• Input rows
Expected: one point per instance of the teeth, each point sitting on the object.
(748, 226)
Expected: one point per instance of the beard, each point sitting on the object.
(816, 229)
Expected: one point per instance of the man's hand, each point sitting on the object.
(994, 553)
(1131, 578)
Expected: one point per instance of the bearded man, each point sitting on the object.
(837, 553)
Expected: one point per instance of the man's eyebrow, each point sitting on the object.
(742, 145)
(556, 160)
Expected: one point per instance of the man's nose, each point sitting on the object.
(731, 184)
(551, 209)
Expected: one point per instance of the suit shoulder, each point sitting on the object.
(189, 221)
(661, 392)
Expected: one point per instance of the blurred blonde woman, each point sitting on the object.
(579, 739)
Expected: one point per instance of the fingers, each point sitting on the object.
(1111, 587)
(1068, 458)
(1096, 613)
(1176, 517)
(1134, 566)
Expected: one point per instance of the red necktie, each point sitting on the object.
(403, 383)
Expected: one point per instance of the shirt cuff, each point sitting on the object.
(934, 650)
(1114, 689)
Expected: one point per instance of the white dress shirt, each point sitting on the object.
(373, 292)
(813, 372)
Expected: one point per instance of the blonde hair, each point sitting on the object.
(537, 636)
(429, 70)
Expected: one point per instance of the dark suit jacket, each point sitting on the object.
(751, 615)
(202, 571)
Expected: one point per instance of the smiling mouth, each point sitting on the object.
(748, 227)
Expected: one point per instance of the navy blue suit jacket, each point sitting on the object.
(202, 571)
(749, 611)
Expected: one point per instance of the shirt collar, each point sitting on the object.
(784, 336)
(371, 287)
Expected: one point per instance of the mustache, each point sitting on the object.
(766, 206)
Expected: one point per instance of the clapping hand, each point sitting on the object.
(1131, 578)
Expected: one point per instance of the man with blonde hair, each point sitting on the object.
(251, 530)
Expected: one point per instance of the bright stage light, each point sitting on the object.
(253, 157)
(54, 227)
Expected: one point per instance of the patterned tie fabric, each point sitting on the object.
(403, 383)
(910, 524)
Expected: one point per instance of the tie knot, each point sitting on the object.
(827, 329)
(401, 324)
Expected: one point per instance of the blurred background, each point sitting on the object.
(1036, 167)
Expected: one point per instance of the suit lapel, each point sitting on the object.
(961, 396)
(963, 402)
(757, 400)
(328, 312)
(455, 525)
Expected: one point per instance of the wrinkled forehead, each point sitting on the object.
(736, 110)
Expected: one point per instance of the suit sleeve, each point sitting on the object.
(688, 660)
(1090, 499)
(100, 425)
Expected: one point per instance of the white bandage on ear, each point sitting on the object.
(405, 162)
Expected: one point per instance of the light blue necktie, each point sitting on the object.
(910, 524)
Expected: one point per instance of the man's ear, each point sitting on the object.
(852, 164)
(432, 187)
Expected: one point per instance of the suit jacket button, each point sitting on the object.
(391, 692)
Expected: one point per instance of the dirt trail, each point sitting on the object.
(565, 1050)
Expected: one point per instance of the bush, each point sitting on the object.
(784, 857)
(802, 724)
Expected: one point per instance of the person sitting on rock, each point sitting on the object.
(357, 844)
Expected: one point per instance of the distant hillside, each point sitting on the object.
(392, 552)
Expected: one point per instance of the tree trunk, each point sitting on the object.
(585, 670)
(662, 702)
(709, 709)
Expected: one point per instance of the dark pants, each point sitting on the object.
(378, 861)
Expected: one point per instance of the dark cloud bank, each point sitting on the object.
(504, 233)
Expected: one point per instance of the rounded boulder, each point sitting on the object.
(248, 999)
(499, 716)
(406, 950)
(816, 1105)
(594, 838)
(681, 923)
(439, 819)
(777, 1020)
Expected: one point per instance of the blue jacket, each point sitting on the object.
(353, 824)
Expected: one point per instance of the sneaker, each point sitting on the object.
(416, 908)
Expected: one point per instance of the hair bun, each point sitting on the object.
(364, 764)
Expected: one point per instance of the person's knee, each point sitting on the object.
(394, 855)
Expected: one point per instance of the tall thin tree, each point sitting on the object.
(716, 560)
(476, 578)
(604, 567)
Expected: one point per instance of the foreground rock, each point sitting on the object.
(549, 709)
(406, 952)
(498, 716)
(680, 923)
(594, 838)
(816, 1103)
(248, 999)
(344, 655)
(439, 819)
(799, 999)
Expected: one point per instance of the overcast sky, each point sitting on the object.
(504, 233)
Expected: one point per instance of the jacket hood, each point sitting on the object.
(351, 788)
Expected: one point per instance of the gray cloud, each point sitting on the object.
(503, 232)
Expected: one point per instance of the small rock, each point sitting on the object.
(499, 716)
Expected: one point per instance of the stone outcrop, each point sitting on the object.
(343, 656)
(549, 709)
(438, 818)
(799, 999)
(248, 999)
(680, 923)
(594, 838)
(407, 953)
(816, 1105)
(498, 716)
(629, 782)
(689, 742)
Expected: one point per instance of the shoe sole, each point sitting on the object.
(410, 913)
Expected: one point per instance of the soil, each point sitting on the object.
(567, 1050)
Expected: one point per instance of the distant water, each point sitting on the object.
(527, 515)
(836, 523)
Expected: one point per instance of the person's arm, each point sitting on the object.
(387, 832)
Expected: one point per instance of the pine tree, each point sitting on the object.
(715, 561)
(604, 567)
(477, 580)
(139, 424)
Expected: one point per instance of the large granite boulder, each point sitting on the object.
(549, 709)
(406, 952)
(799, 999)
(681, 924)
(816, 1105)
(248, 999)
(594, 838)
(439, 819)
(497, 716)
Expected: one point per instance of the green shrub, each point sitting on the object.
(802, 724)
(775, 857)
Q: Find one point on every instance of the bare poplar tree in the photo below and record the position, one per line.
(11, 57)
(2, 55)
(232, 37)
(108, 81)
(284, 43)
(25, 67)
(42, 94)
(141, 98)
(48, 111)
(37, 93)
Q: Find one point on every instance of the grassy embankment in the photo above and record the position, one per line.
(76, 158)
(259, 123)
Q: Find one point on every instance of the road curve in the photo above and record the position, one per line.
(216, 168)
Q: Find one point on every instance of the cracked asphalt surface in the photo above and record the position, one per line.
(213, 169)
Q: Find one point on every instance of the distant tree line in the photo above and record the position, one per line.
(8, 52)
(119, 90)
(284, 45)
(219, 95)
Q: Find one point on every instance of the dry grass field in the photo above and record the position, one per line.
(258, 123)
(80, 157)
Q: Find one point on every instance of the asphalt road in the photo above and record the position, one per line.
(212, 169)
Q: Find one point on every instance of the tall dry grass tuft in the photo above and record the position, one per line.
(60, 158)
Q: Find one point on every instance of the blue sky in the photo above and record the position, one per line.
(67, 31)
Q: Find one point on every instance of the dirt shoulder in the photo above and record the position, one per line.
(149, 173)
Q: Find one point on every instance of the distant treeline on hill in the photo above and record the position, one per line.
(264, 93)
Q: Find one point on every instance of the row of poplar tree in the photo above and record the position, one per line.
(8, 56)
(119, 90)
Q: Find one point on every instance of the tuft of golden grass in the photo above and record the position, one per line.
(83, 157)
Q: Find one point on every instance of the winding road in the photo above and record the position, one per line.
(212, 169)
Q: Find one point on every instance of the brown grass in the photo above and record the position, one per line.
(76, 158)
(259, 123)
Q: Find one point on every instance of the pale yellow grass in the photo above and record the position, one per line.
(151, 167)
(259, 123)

• What you need to do
Extract, word for word, each line of the listing above.

• The answer
Expected: one point per instance of the teeth, each point sitting on the object.
(748, 226)
Expected: one point per instance of the beard, each point sitting on the object.
(816, 229)
Expected: one point per instance of the man's hand, each point sitting on the object.
(994, 553)
(1131, 578)
Expected: one point per instance of the bearded man, each point sitting on the object.
(837, 553)
Expected: one point per instance of the man's eyebrow, each point sitting on the object.
(742, 145)
(556, 160)
Expected: one point per instance of the man's nose, each point sitting on the object.
(731, 184)
(551, 209)
Expected: one point per instance of the suit shoulder, each point sitting on the object.
(189, 221)
(661, 392)
Expected: one point per instance of the blurred blonde woman, each point sitting on the object.
(579, 739)
Expected: one point per instance of the fingers, each point sitting on the object.
(1111, 587)
(1068, 458)
(1096, 613)
(1176, 517)
(1134, 566)
Expected: one point per instance of the red necktie, each point sitting on the object.
(403, 383)
Expected: one point per instance of the shirt cuff, each point sitting on the object.
(934, 650)
(1114, 689)
Expected: one point per instance of the white dress shirt, each point sitting on the object.
(373, 292)
(813, 372)
Expected: one point per instance of the blonde hair, each point sitting on the object.
(537, 636)
(429, 70)
Expected: one point per instance of the dark suit jacket, each point sitting on the object.
(751, 615)
(202, 571)
Expected: one point per instance of the smiling mouth, each point sitting on the object.
(748, 227)
Expected: one point per instance of the navy blue suit jacket, each point sitting on the object.
(202, 571)
(749, 611)
Expected: one point per instance of the shirt collar, each point sitting on the object.
(784, 336)
(371, 287)
Expected: one point per instance of the mustache, each point sitting on the object.
(766, 206)
Expected: one point per instance of the clapping hand, each point sitting on the object.
(1131, 578)
Expected: one point per instance of the man with blonde hair, each point sitting on the object.
(251, 530)
Expected: one point per instance of the bright stage light, each point sitting on the object.
(253, 157)
(54, 227)
Expected: one point per instance of the patterned tie fabric, each point sitting on the object.
(403, 383)
(910, 524)
Expected: one point per instance of the tie knot, each point sitting on the object.
(827, 329)
(401, 324)
Expected: one point per instance of the blurred background, each point sitting on the object.
(1036, 167)
Expected: one point per instance of the suit lapel, each point sitting on the object.
(961, 396)
(963, 402)
(757, 400)
(328, 312)
(455, 525)
Expected: one point per instance of the wrinkled forehead, each point sitting on the object.
(736, 110)
Expected: one point per instance of the suit sleeve, each point sitting on the object.
(688, 660)
(1090, 499)
(100, 425)
Expected: one point per instance of the white bandage on ear, each point sitting on the object.
(405, 162)
Expected: one point per instance of the light blue necktie, each point sitting on the object.
(910, 524)
Expected: one point per instance of the man's ear, each point sitting on the object.
(852, 164)
(432, 187)
Expected: one point per instance of the suit jacket button, each point sitting on the object.
(391, 692)
Expected: one point per instance of the dirt trail, each point sitting on the object.
(565, 1050)
Expected: one point per instance of the bush, each point sitting on the object.
(784, 857)
(802, 724)
Expected: one point per instance of the person sitting on rock, each point sitting on the object.
(357, 844)
Expected: one point per instance of the distant hillside, each point sitting on the object.
(392, 552)
Expected: one point per instance of the tree trunk, each point sitting on the object.
(585, 670)
(662, 702)
(709, 709)
Expected: one point per instance of the dark pants, each point sitting on the object.
(378, 861)
Expected: one point per instance of the dark cloud bank, each point sitting on the object.
(504, 233)
Expected: one point per instance of the rounded boulder, each point sitting on the object.
(248, 999)
(499, 716)
(406, 950)
(816, 1105)
(594, 838)
(681, 923)
(439, 819)
(777, 1020)
Expected: one point per instance of the blue jacket, each point sitting on the object.
(353, 824)
Expected: one point per instance of the sneaker, each point sitting on the object.
(416, 908)
Expected: one point per instance of the hair bun, each point sitting on the object.
(364, 764)
Expected: one point per instance of the person's knee, each point sitting on the object.
(394, 855)
Expected: one point per instance of the tall thin tree, each point sitting on the object.
(716, 560)
(476, 578)
(604, 567)
Expected: one point per instance of the foreground rock, each point sitting on the object.
(549, 709)
(406, 952)
(498, 716)
(680, 923)
(594, 838)
(816, 1103)
(248, 999)
(344, 655)
(439, 819)
(799, 999)
Expected: one point per instance of the overcast sky, each point sitting on the object.
(504, 233)
Expected: one point per instance of the jacket hood, each point sitting on the object.
(351, 788)
Expected: one point per instance of the gray cloud, each point sitting on the object.
(503, 232)
Expected: one point per instance of the small rock, each point sitting on the object.
(499, 716)
Expected: one point per instance of the stone outcrop, each point sitting on the object.
(343, 656)
(549, 709)
(438, 818)
(799, 999)
(248, 999)
(680, 923)
(594, 838)
(407, 953)
(816, 1105)
(498, 716)
(629, 782)
(689, 742)
Expected: one point per instance of the shoe sole, each point sitting on the object.
(410, 913)
Expected: one point per instance of the soil, each point sitting on the object.
(567, 1050)
Expected: one point per instance of the distant water, each point sitting on the object.
(527, 515)
(836, 523)
Expected: one point per instance of the person's arm, each point sitting on the object.
(387, 832)
Expected: one point per instance of the pine tree, each point sitting on the object.
(715, 561)
(604, 567)
(477, 580)
(139, 424)
Expected: one point per instance of the large granite boulder, each point sitting on the object.
(549, 709)
(406, 952)
(799, 999)
(681, 924)
(816, 1105)
(248, 999)
(594, 838)
(439, 819)
(497, 716)
Expected: one point per instance of the green shrub, each point sitting on the object.
(802, 724)
(775, 857)
Q: Find one point on every instance of the bare poplar tree in the photo below and record the position, one per line.
(11, 57)
(2, 55)
(232, 37)
(108, 81)
(284, 43)
(25, 67)
(42, 94)
(141, 98)
(48, 111)
(37, 93)
Q: Find one point on every instance of the grassy embankment in the photo above and record the position, one per line.
(76, 158)
(259, 123)
Q: Find one point on every instance of the road curve in the photo above and record the position, one per line.
(216, 168)
Q: Find one point on every instance of the cracked asphalt surface in the photo above and record the position, one per line.
(213, 169)
Q: Find one point on every instance of the distant tree line in the photo above and record the position, one per line.
(8, 52)
(119, 90)
(284, 45)
(219, 95)
Q: Find one point on every instance of the dry grass field in the photo above and record the position, one per line.
(258, 123)
(80, 157)
Q: Find one point on every instance of the asphalt road in the photo above and record the position, one per line.
(212, 169)
Q: Find one point on every instance of the tall dry grass tuft in the photo above and record the position, one per line.
(60, 158)
Q: Find one point on every instance of the blue sky in the photo above and record the position, one per line.
(67, 31)
Q: Find one point on every instance of the dirt shoulder in the photo above and record the position, one per line.
(149, 173)
Q: Find one point on every instance of the distant treeline on hill in the photo above and record the position, one per line.
(264, 93)
Q: Find one point on every instance of the row of poplar tree in the photo above and record the position, one per line.
(8, 56)
(119, 90)
Q: Find one point on every instance of the tuft of golden grass in the photo above and record the position, one per line.
(83, 157)
Q: Find one point on every instance of the winding road in the photo above and record the position, one per line.
(212, 169)
Q: Find one point on every instance of the brown grass in the photo above and record the position, one per line.
(76, 158)
(259, 123)
Q: Find one point on every instance of the pale yellow grass in the photo above and record the position, one per line.
(151, 167)
(259, 123)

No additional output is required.